- [Parts of the exercise]:
[1] In the article on Joy Tamblin, copy the passage starting at "Air Commodore Pamela" and ending at "succeeding Molly Allott.", altering "Bletchley Park" to "Station X" along the way.
[2] Check each statement against the article on Joy Tamblin and mark it yes or no, quoting the words that decide it: (a) Tamblin worked at Bletchley Park during part of World War II. (b) Tamblin commanded RAF Spitalgate from 1976 to 1980. (c) Tamblin's predecessor as Director of the Women's Royal Air Force was Molly Allott.

- [Text extract]:
= Joy Tamblin =

British air force officer

Air Commodore Pamela Joy Tamblin (11 January 1926 - 8 March 2015) was a senior officer of the Royal Air Force. She served as Director of the Women's Royal Air Force from 1976 to 1980.

==Military career==
During World War II, Tamblin served in the Auxiliary Territorial Service. She worked at Bletchley Park between 1943 and 1945.

She joined the Women's Royal Air Force in 1951. She served in the Education Branch from 1951 to 1955, and the Administrative Branch from 1955 to 1976. She was station commander of RAF Spitalgate from 1971 to 1974. She served as Director of the Women's Royal Air Force from 1976 to 1980, succeeding Molly Allott.

Tamblin decided to study at Durham University, resulting in a Secondary Honours Degree in “Geography and Economics”. This decision was taken after Tamblin was “discharged at the rank of Corporal”. Shortly afterwards, Tamblin managed an education centre and then went on to the administrative branch in 1955, resulting in “personnel and general management”.

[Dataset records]
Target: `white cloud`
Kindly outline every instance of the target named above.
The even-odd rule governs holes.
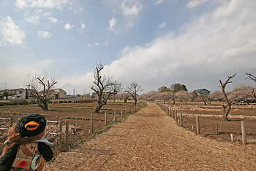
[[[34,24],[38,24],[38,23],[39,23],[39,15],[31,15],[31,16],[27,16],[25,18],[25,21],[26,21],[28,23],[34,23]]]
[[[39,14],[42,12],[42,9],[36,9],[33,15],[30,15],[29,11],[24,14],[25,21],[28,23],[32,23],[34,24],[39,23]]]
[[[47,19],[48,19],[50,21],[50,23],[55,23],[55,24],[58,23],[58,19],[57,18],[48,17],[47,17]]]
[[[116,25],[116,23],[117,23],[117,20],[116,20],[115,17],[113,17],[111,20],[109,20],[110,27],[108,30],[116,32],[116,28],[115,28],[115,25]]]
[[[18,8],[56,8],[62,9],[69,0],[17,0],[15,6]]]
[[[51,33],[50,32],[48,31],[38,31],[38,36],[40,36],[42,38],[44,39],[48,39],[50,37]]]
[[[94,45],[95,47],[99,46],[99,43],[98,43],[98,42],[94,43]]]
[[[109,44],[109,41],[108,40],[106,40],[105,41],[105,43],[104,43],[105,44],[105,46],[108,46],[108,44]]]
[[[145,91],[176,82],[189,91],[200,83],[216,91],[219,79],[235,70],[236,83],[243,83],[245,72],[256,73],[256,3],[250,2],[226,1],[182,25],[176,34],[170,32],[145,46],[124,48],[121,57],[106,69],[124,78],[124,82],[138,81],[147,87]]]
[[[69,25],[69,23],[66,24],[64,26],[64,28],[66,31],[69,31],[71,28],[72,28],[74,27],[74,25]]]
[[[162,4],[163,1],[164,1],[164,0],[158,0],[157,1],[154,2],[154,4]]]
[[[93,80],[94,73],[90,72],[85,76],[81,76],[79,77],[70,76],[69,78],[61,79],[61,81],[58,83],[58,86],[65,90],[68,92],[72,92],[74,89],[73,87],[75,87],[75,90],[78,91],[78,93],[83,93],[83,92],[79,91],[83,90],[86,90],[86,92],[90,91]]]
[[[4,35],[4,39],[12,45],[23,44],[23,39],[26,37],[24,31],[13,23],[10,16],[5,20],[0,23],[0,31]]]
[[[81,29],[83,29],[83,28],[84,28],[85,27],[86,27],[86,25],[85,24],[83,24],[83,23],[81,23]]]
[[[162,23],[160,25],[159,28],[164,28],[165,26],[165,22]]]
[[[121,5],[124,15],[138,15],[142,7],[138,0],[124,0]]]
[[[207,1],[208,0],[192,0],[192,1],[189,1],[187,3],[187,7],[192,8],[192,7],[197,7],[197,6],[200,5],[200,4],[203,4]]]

* * *

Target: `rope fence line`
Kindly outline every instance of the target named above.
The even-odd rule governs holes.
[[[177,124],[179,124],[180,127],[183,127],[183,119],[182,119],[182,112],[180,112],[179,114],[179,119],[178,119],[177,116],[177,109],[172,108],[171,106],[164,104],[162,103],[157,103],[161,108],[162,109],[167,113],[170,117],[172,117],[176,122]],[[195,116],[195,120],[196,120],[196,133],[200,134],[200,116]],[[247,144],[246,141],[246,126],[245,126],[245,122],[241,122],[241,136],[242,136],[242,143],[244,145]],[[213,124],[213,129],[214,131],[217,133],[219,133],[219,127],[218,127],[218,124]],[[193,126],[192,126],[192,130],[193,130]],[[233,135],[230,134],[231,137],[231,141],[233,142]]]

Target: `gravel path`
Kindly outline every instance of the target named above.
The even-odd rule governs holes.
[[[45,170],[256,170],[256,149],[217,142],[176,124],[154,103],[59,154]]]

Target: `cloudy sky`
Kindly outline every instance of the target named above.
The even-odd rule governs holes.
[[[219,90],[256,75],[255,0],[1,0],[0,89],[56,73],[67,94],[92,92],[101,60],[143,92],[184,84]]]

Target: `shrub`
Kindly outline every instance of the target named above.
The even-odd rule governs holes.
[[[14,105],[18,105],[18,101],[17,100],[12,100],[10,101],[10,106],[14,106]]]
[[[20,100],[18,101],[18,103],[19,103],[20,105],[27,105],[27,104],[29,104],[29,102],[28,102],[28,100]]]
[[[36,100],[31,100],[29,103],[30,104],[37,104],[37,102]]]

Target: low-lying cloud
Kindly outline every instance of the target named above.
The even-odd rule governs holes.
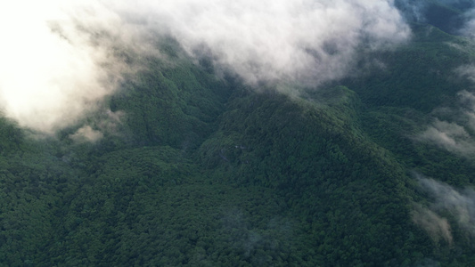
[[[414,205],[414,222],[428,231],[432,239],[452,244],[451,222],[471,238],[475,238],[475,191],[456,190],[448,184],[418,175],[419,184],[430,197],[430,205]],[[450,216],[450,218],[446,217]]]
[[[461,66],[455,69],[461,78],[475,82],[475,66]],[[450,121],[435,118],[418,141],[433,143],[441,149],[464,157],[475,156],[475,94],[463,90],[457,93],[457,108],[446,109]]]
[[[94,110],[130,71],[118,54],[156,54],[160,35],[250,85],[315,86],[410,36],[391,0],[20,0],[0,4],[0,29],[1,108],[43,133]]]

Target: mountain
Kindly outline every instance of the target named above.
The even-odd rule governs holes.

---

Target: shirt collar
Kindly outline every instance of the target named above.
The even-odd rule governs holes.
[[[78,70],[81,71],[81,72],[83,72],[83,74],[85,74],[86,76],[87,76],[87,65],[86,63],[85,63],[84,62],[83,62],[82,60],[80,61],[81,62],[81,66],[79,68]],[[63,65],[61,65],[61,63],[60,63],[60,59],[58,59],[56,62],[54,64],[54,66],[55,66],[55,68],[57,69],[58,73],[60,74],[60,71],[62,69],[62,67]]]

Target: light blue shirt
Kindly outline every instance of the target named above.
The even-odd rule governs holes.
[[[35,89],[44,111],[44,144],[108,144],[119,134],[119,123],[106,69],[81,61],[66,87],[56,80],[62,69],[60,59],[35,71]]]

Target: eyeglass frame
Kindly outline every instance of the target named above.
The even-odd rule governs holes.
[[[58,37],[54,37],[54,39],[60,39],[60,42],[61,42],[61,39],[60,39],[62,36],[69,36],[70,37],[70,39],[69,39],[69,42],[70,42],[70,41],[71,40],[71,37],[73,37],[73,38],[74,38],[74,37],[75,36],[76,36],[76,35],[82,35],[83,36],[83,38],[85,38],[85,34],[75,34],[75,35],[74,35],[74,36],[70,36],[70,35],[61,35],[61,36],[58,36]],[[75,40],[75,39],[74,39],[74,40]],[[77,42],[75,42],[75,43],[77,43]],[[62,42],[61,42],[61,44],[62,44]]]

- [Task solutions]:
[1]
Air Commodore Pamela Joy Tamblin (11 January 1926 - 8 March 2015) was a senior officer of the Royal Air Force. She served as Director of the Women's Royal Air Force from 1976 to 1980.

==Military career==
During World War II, Tamblin served in the Auxiliary Territorial Service. She worked at Station X between 1943 and 1945.

She joined the Women's Royal Air Force in 1951. She served in the Education Branch from 1951 to 1955, and the Administrative Branch from 1955 to 1976. She was station commander of RAF Spitalgate from 1971 to 1974. She served as Director of the Women's Royal Air Force from 1976 to 1980, succeeding Molly Allott.

[2]
(a) Yes: "She worked at Bletchley Park between 1943 and 1945."
(b) No: "She was station commander of RAF Spitalgate from 1971 to 1974."
(c) Yes: "She served as Director of the Women's Royal Air Force from 1976 to 1980, succeeding Molly Allott."